Could you restate the whole listing word for word?

--- START ---

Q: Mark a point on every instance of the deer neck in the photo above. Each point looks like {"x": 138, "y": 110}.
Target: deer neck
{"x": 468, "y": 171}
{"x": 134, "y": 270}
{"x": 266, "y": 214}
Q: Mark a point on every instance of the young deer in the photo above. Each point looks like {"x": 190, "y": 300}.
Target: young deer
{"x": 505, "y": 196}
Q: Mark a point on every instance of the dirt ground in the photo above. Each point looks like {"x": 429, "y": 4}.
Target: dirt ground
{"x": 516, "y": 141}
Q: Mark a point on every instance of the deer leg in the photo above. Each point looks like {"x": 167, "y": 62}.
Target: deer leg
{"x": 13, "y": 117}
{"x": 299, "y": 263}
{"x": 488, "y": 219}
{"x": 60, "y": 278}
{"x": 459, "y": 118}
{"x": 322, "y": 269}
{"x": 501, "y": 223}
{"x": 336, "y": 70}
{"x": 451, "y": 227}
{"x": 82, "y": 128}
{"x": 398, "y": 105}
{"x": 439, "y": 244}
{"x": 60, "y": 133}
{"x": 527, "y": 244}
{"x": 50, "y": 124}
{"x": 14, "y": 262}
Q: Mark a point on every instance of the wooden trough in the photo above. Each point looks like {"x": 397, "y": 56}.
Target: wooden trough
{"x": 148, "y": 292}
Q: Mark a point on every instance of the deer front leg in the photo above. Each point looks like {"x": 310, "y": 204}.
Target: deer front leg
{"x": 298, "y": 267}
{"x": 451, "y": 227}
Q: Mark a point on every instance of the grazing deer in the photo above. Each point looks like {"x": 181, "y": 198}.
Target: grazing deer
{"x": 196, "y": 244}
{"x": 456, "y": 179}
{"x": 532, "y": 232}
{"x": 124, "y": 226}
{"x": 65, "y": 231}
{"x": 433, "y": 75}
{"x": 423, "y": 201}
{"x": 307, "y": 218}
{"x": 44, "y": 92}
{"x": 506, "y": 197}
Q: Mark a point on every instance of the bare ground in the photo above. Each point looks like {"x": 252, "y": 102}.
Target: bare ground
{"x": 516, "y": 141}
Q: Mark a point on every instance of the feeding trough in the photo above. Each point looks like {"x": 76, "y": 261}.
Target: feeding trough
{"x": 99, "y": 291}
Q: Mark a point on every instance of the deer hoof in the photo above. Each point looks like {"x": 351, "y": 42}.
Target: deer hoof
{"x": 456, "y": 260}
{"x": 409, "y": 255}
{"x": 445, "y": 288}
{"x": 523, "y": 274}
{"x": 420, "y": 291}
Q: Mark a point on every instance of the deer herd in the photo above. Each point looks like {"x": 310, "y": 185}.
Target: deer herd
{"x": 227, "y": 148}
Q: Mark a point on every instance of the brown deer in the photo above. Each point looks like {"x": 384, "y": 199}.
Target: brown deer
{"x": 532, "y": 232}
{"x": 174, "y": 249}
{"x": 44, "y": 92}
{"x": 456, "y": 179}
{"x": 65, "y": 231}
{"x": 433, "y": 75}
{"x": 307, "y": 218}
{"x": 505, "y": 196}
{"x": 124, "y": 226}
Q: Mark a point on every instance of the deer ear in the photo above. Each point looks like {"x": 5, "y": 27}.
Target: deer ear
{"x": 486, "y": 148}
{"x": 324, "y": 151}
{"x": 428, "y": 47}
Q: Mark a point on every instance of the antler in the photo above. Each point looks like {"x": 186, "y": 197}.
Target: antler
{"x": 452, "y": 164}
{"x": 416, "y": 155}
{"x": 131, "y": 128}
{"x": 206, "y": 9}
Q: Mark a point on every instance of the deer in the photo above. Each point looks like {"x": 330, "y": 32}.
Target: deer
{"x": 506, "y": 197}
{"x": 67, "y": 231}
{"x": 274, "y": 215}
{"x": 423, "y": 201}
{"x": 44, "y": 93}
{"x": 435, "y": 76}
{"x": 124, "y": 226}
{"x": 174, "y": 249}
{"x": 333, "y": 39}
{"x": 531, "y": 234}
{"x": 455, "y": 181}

--- END ---

**Answer area:**
Q: Mark a point on every instance of the deer neck in the photo above. Each point looks like {"x": 138, "y": 110}.
Target: deer neck
{"x": 468, "y": 171}
{"x": 134, "y": 270}
{"x": 266, "y": 214}
Q: Mark a point on every instance of the young deer in the photo above. Each point looks like {"x": 190, "y": 300}.
Target: young deer
{"x": 505, "y": 196}
Q: Mark a point on every instance of the dirt ground in the photo above. Each point looks like {"x": 429, "y": 4}.
Target: dirt ground
{"x": 516, "y": 141}
Q: Mark a point on every instance of the deer leg in the photo above. Each point looks like {"x": 167, "y": 62}.
Target: deer leg
{"x": 13, "y": 117}
{"x": 299, "y": 263}
{"x": 488, "y": 219}
{"x": 60, "y": 278}
{"x": 459, "y": 118}
{"x": 322, "y": 269}
{"x": 501, "y": 223}
{"x": 336, "y": 70}
{"x": 451, "y": 227}
{"x": 82, "y": 128}
{"x": 398, "y": 105}
{"x": 439, "y": 244}
{"x": 60, "y": 133}
{"x": 527, "y": 244}
{"x": 50, "y": 124}
{"x": 14, "y": 262}
Q: Mark a point on every instance of the wooden trough in the photo above. Each point looks like {"x": 397, "y": 56}.
Target: wooden trough
{"x": 148, "y": 292}
Q: Mark a point on every instance of the deer front leg in the photo above. Each point looks like {"x": 310, "y": 204}.
Target: deer front leg
{"x": 298, "y": 267}
{"x": 451, "y": 227}
Q: Mark a point on every instance of the grazing deer in the photo above. Each point looks like {"x": 181, "y": 198}.
Target: grazing deer
{"x": 196, "y": 244}
{"x": 456, "y": 179}
{"x": 532, "y": 232}
{"x": 124, "y": 226}
{"x": 65, "y": 231}
{"x": 433, "y": 75}
{"x": 423, "y": 201}
{"x": 307, "y": 218}
{"x": 44, "y": 92}
{"x": 506, "y": 197}
Q: Mark a point on every instance of the bare ground in the photo above. Each point looks like {"x": 252, "y": 102}.
Target: bare ground
{"x": 516, "y": 141}
Q: Mark a point on every instance of the feeding trough in the photo above. Each point looks like {"x": 76, "y": 261}.
Target: feeding trough
{"x": 99, "y": 291}
Q: Mark a point on every instance of the deer hoof in the photo above. Each point looks like {"x": 351, "y": 42}.
Target: deer hoof
{"x": 456, "y": 260}
{"x": 409, "y": 255}
{"x": 445, "y": 288}
{"x": 523, "y": 274}
{"x": 420, "y": 291}
Q: Mark a point on every instance of the deer herd in the photo above. Each point looks like {"x": 310, "y": 185}.
Target: deer herd
{"x": 227, "y": 148}
Q: Mark a point on every instance of the brown deer in the photo above. Each point looks like {"x": 384, "y": 199}.
Target: brown deer
{"x": 532, "y": 232}
{"x": 174, "y": 249}
{"x": 44, "y": 92}
{"x": 456, "y": 179}
{"x": 65, "y": 231}
{"x": 433, "y": 75}
{"x": 307, "y": 218}
{"x": 505, "y": 196}
{"x": 124, "y": 226}
Q: Mark a point on every instance of the deer ear in the photo above. Each point looks like {"x": 5, "y": 27}.
Target: deer ear
{"x": 486, "y": 148}
{"x": 324, "y": 151}
{"x": 428, "y": 47}
Q: Mark a point on every instance of the antler in the photo above. Each point looks like {"x": 186, "y": 197}.
Target: antler
{"x": 452, "y": 164}
{"x": 416, "y": 155}
{"x": 131, "y": 128}
{"x": 206, "y": 9}
Q: Mark a point on every instance of the deer in the photo above. Each point looks like {"x": 330, "y": 32}.
Target: deer
{"x": 506, "y": 197}
{"x": 67, "y": 231}
{"x": 274, "y": 215}
{"x": 423, "y": 201}
{"x": 44, "y": 93}
{"x": 435, "y": 76}
{"x": 124, "y": 226}
{"x": 174, "y": 249}
{"x": 333, "y": 39}
{"x": 531, "y": 234}
{"x": 455, "y": 181}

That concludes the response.